__EXERCISE REQUIREMENTS__
Rewrite every line of the material between the line containing "Sample: x=94, y=133." and the end of the material, inclusive. Scale each answer coordinate by 0.45 and round it to a whole number, with halves rounded up, and leave all other lines and values, including the sample coordinates, unchanged.

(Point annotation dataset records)
## begin
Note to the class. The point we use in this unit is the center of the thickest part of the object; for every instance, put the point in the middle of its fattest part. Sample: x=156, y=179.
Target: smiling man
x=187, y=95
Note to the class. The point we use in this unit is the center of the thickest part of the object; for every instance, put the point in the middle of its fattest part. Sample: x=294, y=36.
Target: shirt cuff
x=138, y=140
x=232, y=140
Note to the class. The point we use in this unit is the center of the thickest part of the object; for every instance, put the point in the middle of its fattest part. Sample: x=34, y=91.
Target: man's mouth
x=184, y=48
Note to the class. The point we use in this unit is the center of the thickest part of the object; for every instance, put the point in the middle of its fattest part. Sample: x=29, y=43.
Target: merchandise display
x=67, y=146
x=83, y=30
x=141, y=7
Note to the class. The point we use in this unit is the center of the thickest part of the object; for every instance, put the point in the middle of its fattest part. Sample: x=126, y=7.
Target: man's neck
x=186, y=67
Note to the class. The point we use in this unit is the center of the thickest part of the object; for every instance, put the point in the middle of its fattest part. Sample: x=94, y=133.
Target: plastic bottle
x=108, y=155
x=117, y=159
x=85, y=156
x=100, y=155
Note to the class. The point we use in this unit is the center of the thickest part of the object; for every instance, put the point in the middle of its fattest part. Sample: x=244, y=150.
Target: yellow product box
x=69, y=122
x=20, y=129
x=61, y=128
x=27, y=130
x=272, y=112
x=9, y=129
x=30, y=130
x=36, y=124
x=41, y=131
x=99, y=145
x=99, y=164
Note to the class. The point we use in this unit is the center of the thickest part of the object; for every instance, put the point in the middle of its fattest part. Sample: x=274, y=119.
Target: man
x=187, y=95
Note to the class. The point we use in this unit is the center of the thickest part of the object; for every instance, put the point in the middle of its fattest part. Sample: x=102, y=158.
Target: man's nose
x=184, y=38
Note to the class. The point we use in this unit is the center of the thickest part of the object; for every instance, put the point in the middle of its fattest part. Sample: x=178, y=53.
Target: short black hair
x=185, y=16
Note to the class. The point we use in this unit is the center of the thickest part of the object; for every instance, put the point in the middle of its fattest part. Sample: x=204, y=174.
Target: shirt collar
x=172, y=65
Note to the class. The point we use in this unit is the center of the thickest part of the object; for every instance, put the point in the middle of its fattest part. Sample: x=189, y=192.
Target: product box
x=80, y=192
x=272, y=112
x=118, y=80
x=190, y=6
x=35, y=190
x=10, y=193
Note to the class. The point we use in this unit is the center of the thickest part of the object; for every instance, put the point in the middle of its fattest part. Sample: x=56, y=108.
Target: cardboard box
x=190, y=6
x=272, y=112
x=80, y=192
## end
__THE SOLUTION__
Note to the class. The point we use in this unit is the center of the thickest part of the object; for every instance, put the point in the middle of its fattest part. Sample: x=94, y=133.
Target: plastic bottle
x=49, y=70
x=53, y=72
x=38, y=70
x=45, y=70
Note to the class. The point we use in this unit is the center of the thickest part of the object; for every instance, put the point in the middle of its fattest part. Sample: x=244, y=150.
Target: yellow product box
x=31, y=55
x=9, y=58
x=27, y=58
x=12, y=59
x=122, y=50
x=4, y=58
x=14, y=59
x=16, y=56
x=18, y=59
x=45, y=65
x=45, y=74
Note to the class. The point we use in this unit is the center of the thickest part of the object; for every instance, put the point in the middle of its fattest part. Sample: x=274, y=119.
Target: man
x=84, y=43
Note to the class. The point we use in this unit is the center of the thickest part of the object; for every instance, put the point in the middle of its fattest part. Sample: x=102, y=158.
Target: man's nose
x=83, y=17
Note to the class. The point we use in this unit is the center of the thickest part of the object; for every instance, put the point in the middle of its fattest part. Sample: x=178, y=53.
Target: short black hair
x=83, y=7
Note to the class. The point we use in this unit is the center of the thickest part of the object; for every instance, put the point in the middle of its fattest part. Sample: x=204, y=174.
Target: shirt collar
x=77, y=29
Note to the class. The point we use in this unit is the center of the thickest part of the object; for every instance, put the point in the middle of its fattest part. Sample: x=189, y=192.
Target: product box
x=36, y=86
x=122, y=50
x=53, y=36
x=86, y=3
x=16, y=86
x=5, y=87
Note to the class. The point we use in this unit is the center of the thickest part of the object; for every instance, put the point in the middle of its fattest part. Sample: x=56, y=108.
Target: cardboard box
x=86, y=3
x=122, y=50
x=36, y=86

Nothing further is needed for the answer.